** Your goal **
Copy out the lines from the one containing "Expected: one point per instance of the railway" through the one containing "(227, 1158)", substituting "jean jacket" for "denim jacket" and leaving everything else unchanged. Give only those lines.

** Data for the task **
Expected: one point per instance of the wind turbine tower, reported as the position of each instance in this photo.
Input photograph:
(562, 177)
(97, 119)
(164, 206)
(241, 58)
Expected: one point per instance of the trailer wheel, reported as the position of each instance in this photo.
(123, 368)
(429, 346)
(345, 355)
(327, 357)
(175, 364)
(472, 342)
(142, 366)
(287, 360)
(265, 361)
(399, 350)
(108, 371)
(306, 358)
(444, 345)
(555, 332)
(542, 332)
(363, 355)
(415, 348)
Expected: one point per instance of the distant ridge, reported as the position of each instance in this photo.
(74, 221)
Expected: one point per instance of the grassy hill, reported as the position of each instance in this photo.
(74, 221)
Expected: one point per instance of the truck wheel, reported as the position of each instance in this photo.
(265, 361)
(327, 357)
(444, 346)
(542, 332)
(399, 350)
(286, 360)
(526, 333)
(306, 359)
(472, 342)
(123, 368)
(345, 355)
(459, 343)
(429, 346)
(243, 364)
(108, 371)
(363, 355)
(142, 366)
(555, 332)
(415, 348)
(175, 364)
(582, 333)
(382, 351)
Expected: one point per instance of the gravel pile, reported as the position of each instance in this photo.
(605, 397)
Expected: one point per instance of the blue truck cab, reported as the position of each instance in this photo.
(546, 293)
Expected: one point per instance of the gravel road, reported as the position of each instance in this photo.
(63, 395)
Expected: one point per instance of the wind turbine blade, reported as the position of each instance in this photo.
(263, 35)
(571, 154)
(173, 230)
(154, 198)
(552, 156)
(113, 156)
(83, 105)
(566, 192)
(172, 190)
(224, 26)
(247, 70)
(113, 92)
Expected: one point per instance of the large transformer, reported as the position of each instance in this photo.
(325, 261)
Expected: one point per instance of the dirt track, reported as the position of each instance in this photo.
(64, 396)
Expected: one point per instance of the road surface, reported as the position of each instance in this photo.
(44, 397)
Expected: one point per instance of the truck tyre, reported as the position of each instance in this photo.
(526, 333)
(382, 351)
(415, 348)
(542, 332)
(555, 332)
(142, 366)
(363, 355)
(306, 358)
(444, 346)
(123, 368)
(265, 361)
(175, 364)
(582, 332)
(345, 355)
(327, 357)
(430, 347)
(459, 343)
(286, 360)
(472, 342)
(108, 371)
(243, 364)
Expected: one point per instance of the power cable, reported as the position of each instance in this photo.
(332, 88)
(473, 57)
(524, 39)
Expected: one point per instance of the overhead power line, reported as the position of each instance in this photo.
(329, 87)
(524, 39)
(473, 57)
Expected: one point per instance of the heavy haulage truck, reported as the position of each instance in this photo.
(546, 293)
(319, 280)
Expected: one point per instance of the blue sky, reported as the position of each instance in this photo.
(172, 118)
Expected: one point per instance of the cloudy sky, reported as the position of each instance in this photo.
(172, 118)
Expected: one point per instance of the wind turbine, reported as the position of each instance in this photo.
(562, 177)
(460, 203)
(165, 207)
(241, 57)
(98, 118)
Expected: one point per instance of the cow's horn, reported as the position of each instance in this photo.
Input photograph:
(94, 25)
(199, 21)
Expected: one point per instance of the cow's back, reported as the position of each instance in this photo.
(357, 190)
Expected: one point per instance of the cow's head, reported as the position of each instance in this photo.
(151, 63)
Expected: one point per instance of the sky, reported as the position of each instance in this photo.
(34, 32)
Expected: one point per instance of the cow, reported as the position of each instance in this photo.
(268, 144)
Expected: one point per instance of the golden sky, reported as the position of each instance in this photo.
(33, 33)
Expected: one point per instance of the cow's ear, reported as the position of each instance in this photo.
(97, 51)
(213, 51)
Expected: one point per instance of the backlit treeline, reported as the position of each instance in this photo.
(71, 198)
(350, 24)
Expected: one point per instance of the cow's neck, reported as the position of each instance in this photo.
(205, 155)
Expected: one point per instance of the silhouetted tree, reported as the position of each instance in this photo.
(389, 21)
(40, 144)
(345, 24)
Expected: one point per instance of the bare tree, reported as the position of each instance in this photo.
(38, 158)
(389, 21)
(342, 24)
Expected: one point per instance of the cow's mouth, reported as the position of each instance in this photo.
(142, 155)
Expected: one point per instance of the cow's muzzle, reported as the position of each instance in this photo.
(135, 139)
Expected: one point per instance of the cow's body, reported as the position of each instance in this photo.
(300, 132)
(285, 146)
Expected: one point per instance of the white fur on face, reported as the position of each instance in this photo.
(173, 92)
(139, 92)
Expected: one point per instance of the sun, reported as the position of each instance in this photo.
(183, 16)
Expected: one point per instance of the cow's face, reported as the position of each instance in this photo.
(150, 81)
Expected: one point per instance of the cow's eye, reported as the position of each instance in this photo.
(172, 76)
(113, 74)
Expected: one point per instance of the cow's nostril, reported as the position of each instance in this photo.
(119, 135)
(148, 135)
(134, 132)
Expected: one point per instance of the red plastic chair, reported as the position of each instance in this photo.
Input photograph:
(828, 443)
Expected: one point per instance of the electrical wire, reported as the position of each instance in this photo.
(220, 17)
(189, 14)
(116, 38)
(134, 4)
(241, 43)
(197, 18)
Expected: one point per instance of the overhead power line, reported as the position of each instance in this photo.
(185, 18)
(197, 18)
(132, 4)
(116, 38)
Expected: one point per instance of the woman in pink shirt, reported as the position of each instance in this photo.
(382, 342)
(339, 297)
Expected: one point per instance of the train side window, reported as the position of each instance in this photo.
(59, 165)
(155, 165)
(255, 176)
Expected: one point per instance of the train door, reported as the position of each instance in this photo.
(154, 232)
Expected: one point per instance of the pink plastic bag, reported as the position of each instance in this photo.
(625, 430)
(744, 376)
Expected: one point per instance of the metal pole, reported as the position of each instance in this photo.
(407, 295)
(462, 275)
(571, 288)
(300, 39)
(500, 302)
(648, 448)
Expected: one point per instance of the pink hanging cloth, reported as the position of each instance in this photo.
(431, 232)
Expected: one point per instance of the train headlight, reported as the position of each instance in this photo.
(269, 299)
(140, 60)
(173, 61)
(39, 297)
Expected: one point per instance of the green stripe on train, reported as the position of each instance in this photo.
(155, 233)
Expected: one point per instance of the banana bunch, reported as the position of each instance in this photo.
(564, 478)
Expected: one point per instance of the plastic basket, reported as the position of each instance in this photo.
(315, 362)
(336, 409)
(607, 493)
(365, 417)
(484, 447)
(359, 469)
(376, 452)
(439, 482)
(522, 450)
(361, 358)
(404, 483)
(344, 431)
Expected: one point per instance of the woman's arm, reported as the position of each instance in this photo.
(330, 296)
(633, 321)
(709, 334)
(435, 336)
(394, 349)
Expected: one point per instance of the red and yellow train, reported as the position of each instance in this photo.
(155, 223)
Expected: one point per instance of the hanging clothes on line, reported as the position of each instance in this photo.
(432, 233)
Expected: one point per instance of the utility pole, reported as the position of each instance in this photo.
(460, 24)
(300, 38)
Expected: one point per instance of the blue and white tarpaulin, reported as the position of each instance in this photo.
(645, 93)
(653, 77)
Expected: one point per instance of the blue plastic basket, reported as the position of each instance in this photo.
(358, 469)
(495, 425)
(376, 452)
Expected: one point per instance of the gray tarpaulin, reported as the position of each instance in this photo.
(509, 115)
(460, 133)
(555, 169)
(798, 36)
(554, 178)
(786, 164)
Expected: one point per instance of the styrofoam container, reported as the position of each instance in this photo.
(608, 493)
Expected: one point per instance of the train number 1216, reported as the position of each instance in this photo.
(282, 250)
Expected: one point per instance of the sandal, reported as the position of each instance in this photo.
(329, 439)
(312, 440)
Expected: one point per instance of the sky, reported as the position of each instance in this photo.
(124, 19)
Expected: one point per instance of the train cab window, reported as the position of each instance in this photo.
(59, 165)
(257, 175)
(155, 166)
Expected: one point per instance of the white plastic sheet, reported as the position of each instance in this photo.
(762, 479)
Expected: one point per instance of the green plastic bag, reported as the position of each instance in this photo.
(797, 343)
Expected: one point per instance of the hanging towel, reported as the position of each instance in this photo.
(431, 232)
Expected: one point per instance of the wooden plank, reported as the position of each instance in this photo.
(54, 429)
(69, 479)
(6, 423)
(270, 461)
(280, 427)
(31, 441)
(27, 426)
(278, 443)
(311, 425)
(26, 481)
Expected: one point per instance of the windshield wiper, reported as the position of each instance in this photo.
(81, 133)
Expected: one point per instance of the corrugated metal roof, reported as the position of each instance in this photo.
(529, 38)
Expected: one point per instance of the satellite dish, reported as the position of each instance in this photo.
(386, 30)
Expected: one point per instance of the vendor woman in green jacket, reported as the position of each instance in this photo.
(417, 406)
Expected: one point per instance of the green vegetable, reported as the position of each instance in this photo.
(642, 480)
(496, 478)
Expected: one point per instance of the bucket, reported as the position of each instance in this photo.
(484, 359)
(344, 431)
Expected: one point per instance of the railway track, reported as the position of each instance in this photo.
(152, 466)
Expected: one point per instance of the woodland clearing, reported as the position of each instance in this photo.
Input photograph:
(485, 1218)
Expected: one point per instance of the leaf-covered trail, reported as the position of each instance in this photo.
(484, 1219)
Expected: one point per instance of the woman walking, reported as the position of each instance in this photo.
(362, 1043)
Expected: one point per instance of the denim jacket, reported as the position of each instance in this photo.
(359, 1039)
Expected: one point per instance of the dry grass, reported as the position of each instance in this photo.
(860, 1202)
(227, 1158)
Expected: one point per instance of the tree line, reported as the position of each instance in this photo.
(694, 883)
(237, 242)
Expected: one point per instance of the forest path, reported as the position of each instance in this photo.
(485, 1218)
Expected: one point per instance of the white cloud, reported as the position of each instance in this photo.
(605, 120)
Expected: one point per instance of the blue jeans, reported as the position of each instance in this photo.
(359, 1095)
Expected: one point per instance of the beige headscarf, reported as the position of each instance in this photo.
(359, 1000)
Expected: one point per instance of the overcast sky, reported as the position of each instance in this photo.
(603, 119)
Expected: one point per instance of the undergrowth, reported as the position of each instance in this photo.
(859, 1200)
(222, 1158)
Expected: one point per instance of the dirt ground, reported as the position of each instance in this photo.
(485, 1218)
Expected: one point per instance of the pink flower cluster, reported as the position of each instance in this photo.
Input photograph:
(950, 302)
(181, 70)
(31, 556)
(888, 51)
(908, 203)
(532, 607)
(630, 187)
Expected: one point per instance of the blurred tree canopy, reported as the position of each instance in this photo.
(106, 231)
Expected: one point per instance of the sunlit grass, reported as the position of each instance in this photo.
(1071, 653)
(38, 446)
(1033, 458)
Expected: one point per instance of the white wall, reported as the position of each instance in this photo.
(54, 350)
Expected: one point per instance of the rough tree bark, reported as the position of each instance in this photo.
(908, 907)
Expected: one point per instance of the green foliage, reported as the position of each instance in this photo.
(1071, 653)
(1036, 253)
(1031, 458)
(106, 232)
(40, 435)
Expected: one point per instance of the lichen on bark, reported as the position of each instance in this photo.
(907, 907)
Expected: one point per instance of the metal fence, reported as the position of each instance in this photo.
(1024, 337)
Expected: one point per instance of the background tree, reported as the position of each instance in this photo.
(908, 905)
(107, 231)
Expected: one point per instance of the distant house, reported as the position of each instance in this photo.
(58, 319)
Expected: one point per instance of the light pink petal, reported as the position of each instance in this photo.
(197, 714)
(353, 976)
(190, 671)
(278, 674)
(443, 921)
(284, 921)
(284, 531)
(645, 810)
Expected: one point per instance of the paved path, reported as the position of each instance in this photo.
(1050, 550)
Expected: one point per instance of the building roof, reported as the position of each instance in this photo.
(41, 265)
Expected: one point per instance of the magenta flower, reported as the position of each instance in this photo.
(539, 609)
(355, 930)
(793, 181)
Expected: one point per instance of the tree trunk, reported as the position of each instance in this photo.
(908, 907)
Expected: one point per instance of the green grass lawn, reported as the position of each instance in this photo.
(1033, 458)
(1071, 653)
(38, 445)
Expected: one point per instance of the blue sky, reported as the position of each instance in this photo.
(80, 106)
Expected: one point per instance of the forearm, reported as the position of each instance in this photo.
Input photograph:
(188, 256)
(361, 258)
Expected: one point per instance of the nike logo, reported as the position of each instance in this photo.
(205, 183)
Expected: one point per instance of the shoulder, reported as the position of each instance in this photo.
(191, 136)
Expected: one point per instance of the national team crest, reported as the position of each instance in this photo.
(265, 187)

** Written response **
Expected: one point per instance of the railway track, reported as the position of each instance in this photo.
(152, 466)
Expected: one point per instance of the woodland clearing, reported as the position of each instance in this photo.
Input photograph:
(485, 1218)
Expected: one point per instance of the leaf-covered trail, reported as the position of each instance in this photo.
(484, 1219)
Expected: one point per instance of the woman walking, reported as the position of each instance in this photo.
(362, 1043)
Expected: one point per instance of the jean jacket, reported as the position of each instance in this photo.
(359, 1039)
Expected: one point per instance of the dry grass, reported as the position of each instance in this photo.
(860, 1202)
(227, 1158)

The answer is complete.